### INSTRUCTION A
In the Cameron McVey interview, which two pieces of equipment did McVey say he bought when he started making tunes?

START TEXT PROVIDED

Cameron McVey: The Sunday Interview

Cameron McVey talks to Tim London about how magical music really happens

by Tim London,
first published: May, 2025

approximate reading time: minutes

"I bought a four-track cassette recorder and I bought a Casio PT50 Autochord and I started making tunes." Cameron McVey

What’s the indefinable thing that makes a pop song less disposable, somehow timeless? Cameron McVey knows, sometimes, at least.

An Adam Faith/Budgie pop-music-Zelig, somewhere in the studio, in some production/writing/advisory capacity during the creation of Neneh Cherry’s Buffalo Stance, Massive Attack’s Unfinished Sympathy, Sugababes’ Overload, All Saints’ War of Nerves plus associated albums, including Portishead and more since. He has also pursued his own musical career dating back to the early 1980s as well, he's made promo videos and shot photographs.

Having met him the first time some ten years ago I placed him in the, actually quite small, box of London’s 80s hipsters-who-successfully-made-something-happen. The club runners, DJs, journalists and artists who were the 1980s/90s equivalent of Colin McInnes’s Absolute Beginners, albeit, generally a little older and a bit less absolute. The kind of people who introduce people to people who go on to do something remarkable. A tastemaker in a floating salon.

For those, like me, who are curious about how pop legend is created, the McVey’s of the popverse are crucial. He can chat but I got the feeling he’s not used to speaking about himself so much as the famous people he has worked with. Time traveling, sometimes mid-sentence, it’s not always clear how he got from A to B.

Sitting down in the kitchen of his newish gaff in northwest London I just started recording at a random moment as he talked….

 Cameron McVey: “I think a lot of the music business back in the day was set up, a bit like lawyers, where they liked to pretend that things were more complicated than they were. There’s an awful lot of the business where people were told things had to be done in a certain way. And budgets require that you can’t always afford to work with a Tom Elmhirst (top music engineer) every time and so you might have to have more nerve to do things yourself. And a lot of the big records I’ve been part of tend to be where we cut new ground by just basically having a laugh and not paying too much attention to the way that things are s’posed to be.”

“A lot of the big pop records that I got involved in were kind of easy to make because record companies would spend loads of money, run into trouble, not know where to go, didn’t want to drop the act and they would come and ask me to sort it out. And because I’m kind of multi-level I can help write the tune with you, help produce it, help pick the single, help you work on the video.”

“You try to help people make good choices but just not let them make cunts of themselves, you know?”

OL: Tell me about your background.

END TEXT PROVIDED

### INSTRUCTION B
Output the records as a JSON list of strings, one string per line and blank lines omitted. Begin with the first line of the records and stop after the line that contains "[0,761,1344,849]".

START SUPPLIED RECORDS

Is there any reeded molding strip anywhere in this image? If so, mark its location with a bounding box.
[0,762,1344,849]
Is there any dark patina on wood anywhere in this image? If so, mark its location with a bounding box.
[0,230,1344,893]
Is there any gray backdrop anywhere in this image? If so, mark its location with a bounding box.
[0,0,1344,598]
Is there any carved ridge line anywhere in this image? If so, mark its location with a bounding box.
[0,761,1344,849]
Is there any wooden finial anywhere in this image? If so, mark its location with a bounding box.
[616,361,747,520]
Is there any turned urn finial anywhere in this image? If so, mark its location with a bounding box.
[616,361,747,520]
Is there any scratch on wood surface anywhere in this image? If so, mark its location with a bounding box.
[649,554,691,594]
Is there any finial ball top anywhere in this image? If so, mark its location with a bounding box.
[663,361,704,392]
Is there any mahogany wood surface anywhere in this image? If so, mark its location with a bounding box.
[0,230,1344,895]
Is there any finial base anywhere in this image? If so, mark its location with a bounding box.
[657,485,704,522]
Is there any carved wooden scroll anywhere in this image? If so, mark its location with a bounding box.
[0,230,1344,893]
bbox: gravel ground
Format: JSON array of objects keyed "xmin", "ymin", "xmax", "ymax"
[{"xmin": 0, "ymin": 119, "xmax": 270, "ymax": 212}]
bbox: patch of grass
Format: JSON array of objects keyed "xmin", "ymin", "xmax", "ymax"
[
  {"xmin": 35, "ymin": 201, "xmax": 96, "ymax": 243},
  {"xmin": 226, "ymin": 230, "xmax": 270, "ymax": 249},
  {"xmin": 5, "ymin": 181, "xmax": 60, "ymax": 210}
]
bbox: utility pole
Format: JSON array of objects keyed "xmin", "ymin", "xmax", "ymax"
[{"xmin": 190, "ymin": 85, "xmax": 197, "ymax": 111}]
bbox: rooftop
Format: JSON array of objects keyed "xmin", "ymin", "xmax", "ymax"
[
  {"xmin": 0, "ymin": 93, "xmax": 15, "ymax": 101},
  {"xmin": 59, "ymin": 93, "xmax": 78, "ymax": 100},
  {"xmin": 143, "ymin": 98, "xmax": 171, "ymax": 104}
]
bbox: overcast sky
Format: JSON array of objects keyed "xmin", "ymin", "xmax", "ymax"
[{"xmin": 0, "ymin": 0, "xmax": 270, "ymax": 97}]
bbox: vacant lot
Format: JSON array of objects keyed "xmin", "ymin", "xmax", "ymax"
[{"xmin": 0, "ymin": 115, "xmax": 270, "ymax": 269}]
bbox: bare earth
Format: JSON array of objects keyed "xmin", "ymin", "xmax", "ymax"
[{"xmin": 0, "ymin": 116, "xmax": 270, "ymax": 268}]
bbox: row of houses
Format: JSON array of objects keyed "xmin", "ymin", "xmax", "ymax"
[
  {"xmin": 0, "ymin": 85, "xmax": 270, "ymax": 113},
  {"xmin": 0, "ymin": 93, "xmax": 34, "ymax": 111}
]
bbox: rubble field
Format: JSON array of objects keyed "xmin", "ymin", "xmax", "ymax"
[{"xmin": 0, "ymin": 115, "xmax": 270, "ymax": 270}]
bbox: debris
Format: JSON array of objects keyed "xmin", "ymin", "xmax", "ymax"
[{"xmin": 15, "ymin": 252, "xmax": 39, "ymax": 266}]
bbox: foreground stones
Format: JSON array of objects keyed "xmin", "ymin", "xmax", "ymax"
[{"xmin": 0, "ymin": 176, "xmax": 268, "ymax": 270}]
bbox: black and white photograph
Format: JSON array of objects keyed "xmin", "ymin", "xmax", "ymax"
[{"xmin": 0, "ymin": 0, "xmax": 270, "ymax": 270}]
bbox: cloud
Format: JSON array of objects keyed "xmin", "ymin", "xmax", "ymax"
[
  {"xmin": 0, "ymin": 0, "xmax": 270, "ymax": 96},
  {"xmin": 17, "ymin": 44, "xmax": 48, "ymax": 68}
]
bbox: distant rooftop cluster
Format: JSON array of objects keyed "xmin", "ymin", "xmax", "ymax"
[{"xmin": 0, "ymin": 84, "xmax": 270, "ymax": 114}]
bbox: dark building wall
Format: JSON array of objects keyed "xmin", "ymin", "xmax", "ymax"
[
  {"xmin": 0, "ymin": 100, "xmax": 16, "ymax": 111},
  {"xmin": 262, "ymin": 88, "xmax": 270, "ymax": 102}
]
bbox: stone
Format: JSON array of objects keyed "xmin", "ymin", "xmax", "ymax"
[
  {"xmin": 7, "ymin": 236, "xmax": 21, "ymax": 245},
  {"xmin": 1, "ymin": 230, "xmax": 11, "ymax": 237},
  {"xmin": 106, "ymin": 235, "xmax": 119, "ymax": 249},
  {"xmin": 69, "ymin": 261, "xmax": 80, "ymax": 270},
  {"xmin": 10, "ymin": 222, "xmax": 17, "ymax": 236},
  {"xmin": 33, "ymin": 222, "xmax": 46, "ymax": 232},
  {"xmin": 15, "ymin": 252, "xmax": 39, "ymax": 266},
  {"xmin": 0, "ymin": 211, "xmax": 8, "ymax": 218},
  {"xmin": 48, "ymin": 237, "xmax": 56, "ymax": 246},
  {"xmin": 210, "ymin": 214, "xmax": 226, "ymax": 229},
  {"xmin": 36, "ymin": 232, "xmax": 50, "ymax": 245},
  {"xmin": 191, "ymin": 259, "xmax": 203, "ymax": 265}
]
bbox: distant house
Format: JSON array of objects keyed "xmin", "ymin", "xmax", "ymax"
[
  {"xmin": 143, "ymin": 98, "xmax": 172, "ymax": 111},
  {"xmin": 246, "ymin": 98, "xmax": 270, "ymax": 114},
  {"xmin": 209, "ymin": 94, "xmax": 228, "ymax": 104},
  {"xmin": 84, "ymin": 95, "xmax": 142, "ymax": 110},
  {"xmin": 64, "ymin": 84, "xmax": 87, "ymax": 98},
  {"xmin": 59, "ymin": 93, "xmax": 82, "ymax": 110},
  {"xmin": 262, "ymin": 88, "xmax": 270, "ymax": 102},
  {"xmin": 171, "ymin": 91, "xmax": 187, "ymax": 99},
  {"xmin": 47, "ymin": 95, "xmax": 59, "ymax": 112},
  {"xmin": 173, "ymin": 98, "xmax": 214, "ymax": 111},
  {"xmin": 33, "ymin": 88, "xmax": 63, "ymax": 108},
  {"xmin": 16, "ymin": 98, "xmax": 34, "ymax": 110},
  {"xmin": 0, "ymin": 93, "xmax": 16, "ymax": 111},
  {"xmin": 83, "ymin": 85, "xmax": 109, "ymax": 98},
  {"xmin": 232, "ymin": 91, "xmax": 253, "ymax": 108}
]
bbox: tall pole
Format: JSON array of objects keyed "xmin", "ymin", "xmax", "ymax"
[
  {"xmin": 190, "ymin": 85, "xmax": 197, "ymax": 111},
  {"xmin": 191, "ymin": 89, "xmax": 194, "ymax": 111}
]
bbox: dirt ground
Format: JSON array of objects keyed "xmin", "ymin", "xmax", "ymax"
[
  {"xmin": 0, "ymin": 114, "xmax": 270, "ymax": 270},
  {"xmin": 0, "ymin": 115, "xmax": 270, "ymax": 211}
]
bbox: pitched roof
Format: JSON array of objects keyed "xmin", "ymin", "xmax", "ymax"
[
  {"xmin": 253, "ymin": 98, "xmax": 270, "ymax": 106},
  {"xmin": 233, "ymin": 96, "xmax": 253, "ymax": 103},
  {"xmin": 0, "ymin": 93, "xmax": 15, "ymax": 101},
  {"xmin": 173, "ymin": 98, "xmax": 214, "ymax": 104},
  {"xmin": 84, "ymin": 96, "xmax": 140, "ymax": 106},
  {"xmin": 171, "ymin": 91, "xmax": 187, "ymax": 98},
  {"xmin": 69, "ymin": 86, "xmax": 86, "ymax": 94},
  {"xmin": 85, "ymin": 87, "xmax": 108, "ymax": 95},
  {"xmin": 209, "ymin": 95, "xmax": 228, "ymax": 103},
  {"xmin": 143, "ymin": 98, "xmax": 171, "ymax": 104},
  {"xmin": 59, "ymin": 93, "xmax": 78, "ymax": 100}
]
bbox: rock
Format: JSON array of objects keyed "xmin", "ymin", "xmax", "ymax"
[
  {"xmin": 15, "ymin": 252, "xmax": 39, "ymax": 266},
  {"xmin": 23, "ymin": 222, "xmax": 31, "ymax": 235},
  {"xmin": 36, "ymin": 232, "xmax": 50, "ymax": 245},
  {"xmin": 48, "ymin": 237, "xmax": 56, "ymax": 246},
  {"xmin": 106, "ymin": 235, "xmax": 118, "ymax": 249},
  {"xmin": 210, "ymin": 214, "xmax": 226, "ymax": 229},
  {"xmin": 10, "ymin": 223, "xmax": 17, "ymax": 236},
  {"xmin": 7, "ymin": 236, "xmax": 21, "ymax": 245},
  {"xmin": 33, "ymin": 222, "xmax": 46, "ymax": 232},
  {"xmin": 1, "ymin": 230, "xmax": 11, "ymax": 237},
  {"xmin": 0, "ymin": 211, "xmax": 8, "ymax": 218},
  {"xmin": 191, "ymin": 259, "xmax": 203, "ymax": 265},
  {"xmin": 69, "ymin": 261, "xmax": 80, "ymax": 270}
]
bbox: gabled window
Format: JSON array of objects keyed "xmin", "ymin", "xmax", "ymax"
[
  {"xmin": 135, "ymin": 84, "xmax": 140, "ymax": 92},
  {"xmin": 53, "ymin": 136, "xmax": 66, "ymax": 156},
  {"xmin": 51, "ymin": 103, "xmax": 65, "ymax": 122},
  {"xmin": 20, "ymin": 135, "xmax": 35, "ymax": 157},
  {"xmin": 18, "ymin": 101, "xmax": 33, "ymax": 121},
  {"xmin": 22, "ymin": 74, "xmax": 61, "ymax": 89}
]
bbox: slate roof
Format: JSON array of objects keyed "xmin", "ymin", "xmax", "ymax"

END SUPPLIED RECORDS

### WRITTEN RESPONSE A
A four-track cassette recorder and a Casio PT50 Autochord.

### WRITTEN RESPONSE B
[
  "Is there any reeded molding strip anywhere in this image? If so, mark its location with a bounding box.",
  "[0,762,1344,849]",
  "Is there any dark patina on wood anywhere in this image? If so, mark its location with a bounding box.",
  "[0,230,1344,893]",
  "Is there any gray backdrop anywhere in this image? If so, mark its location with a bounding box.",
  "[0,0,1344,598]",
  "Is there any carved ridge line anywhere in this image? If so, mark its location with a bounding box.",
  "[0,761,1344,849]"
]